#### The exercise
Please rewrite all of the material below with "quickstart" swapped for "tutorial", leaving everything else unchanged. Leave the pictures out of your answer.

#### Recorded information
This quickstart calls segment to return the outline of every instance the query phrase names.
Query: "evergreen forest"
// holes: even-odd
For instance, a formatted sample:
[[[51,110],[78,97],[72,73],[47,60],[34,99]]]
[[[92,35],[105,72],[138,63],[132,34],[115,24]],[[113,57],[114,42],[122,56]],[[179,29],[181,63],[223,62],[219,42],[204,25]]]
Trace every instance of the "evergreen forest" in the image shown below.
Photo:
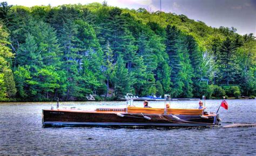
[[[256,40],[106,2],[0,4],[0,101],[256,95]]]

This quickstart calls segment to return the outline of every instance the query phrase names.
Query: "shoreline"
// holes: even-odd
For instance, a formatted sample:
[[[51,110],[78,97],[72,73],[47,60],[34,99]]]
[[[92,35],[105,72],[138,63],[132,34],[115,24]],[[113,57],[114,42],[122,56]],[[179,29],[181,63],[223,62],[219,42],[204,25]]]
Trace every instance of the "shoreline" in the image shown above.
[[[206,99],[206,100],[223,100],[223,98],[208,98]],[[255,98],[227,98],[226,100],[255,100]],[[142,101],[143,100],[138,100],[137,101]],[[177,98],[174,98],[174,100],[173,101],[199,101],[199,100],[203,100],[199,98],[197,98],[195,100],[179,100],[179,99],[177,100]],[[147,100],[147,101],[149,101]],[[153,100],[151,101],[164,101],[164,100]],[[59,102],[62,103],[68,103],[68,102],[125,102],[124,100],[112,100],[112,101],[107,101],[107,100],[102,100],[102,101],[59,101]],[[0,104],[2,103],[15,103],[17,102],[18,103],[57,103],[56,101],[0,101]]]

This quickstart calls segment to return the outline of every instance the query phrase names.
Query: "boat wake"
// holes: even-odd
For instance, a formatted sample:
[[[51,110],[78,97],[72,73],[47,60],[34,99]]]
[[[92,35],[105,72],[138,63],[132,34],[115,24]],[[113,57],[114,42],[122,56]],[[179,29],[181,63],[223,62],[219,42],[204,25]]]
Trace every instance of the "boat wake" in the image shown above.
[[[256,127],[256,123],[233,123],[223,126],[224,128]]]

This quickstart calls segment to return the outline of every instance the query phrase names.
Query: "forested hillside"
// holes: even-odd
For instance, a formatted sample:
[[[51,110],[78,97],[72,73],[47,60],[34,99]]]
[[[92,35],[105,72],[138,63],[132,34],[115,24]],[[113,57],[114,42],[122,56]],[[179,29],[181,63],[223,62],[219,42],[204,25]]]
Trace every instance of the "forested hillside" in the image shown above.
[[[184,15],[0,5],[0,101],[255,96],[256,40]]]

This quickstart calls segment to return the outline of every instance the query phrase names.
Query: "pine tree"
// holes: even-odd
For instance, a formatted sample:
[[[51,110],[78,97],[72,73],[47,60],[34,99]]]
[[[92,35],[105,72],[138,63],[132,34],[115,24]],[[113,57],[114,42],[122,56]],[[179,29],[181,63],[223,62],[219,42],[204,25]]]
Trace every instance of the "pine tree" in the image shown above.
[[[178,97],[183,92],[184,86],[180,79],[182,70],[182,52],[179,46],[181,45],[180,32],[175,26],[167,25],[166,27],[166,52],[169,55],[170,66],[172,68],[171,81],[172,82],[171,94],[173,97]]]
[[[226,84],[234,81],[238,68],[236,62],[235,49],[234,44],[228,37],[224,41],[220,51],[218,64],[221,76],[221,81],[225,82]]]
[[[11,59],[14,57],[8,47],[9,34],[0,25],[0,101],[14,97],[16,89],[12,71],[10,69]]]
[[[124,60],[121,56],[117,58],[113,76],[114,97],[122,97],[131,91],[131,79],[128,69],[125,68]]]

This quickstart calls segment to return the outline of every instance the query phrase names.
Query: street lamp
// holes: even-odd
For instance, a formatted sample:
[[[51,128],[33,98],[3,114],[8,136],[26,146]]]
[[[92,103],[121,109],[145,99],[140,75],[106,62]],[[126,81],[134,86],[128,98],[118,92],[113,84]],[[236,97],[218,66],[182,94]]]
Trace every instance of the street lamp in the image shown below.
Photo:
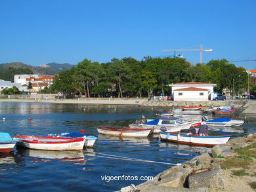
[[[234,78],[233,78],[233,100],[234,99]]]
[[[240,75],[238,75],[239,76],[239,100],[240,100],[240,90],[241,90],[241,83],[240,83]]]
[[[248,101],[250,100],[250,81],[249,81],[249,72],[248,73]]]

#### Exercise output
This tutorial calls segment to return the outline of every instance the query phrase names.
Query: "evergreen forest"
// holes: even-odd
For instance, a formatted sample:
[[[51,110],[78,97],[72,73],[47,60],[34,99]]]
[[[92,35],[105,72],[138,63],[132,34],[115,24]],[[113,57],[114,42],[122,56]],[[179,29],[181,63],[223,62],[219,42],[204,25]]]
Trace every instance of the "evergreen forest" in the image shown below.
Photo:
[[[256,40],[106,2],[0,4],[0,101],[256,95]]]

This tutorial calls segment to return the outline of every instance the query phrase names.
Query: "shoreline"
// holes: even-odd
For instance, a formatted sample:
[[[51,110],[78,97],[72,73],[47,60],[34,99]]]
[[[92,35],[105,72],[138,63],[132,34],[115,24]],[[113,57],[114,42],[122,56]],[[179,29],[181,63],[223,62],[219,42],[204,25]]]
Trace every instance of the "shoreline" in the image shown above.
[[[206,99],[206,100],[223,100],[223,98],[208,98]],[[255,98],[227,98],[226,100],[255,100]],[[142,101],[143,100],[138,100],[137,101]],[[177,98],[174,98],[174,100],[173,101],[199,101],[199,100],[203,100],[199,98],[197,98],[195,100],[179,100],[179,99],[177,100]],[[147,100],[147,101],[149,101]],[[153,100],[151,101],[164,101],[164,100]],[[59,102],[62,103],[68,103],[68,102],[125,102],[124,100],[112,100],[112,101],[107,101],[107,100],[102,100],[102,101],[59,101]],[[0,104],[2,103],[15,103],[17,102],[18,103],[57,103],[56,101],[0,101]]]

This tutorial calls segment to return the outline of every instance the query phrase names.
Query: "boat wake"
// holes: even-odd
For instance, a formatted sample:
[[[51,110],[78,97],[72,73],[47,60],[34,99]]]
[[[92,35],[105,72],[138,63],[132,34],[115,24]],[[113,57],[114,42],[122,56]],[[179,29],[181,63],[223,62],[219,42],[204,25]]]
Trace every instance of the "boat wake" in the image shown above.
[[[256,127],[256,123],[233,123],[223,126],[224,128]]]

This tutorial calls segment to return the outline of every instance the query phrase names.
Query: "forested hillside"
// holes: even-odd
For instance, a formatted sample:
[[[51,110],[78,97],[72,73],[47,60],[34,99]]]
[[[92,35],[105,72],[138,63],[132,34],[115,24]],[[113,57],[114,42],[122,56]],[[179,29],[181,63],[223,62],[219,42],[204,25]]]
Trace every instance of the "forested hillside" in the image shown above.
[[[184,15],[0,5],[0,101],[255,96],[256,40]]]

This tutorial calls segment to return the outline of every instance the query phrase names.
Query: "pine tree"
// holes: even-odd
For instance, a formatted sample:
[[[51,110],[78,97],[72,73],[47,60],[34,99]]]
[[[92,35],[105,72],[138,63],[132,34],[115,24]],[[113,57],[114,42],[122,56]],[[179,29],[181,63],[223,62],[219,42],[204,25]]]
Trace every instance of the "pine tree" in the image shown above.
[[[178,97],[183,92],[184,86],[180,79],[182,70],[182,52],[179,46],[181,45],[180,32],[175,26],[167,25],[166,27],[166,52],[169,55],[170,66],[172,68],[171,81],[172,82],[171,94],[173,97]]]
[[[226,84],[234,81],[238,68],[236,62],[235,49],[234,44],[228,37],[224,41],[220,51],[218,64],[221,76],[221,81],[225,82]]]
[[[11,59],[14,57],[8,47],[9,34],[0,25],[0,101],[14,97],[16,89],[12,71],[10,69]]]
[[[124,60],[121,56],[117,58],[113,76],[114,97],[122,97],[131,91],[131,79],[128,69],[125,68]]]

This tutorial calls segment to return the outline of every instance the query phrase names.
Query: street lamp
// holes: even-odd
For instance, a formatted sample:
[[[51,128],[33,98],[3,114],[8,136],[26,146]]]
[[[92,103],[121,109],[145,99],[140,75],[106,62]],[[126,81],[134,86],[128,98],[118,92],[113,84]],[[236,97],[218,66],[182,94]]]
Trace every instance of the street lamp in the image shown below.
Photo:
[[[234,78],[233,78],[233,100],[234,99]]]
[[[240,75],[238,75],[239,76],[239,100],[240,100],[240,90],[241,90],[241,83],[240,83]]]
[[[248,101],[250,100],[250,81],[249,81],[249,72],[248,73]]]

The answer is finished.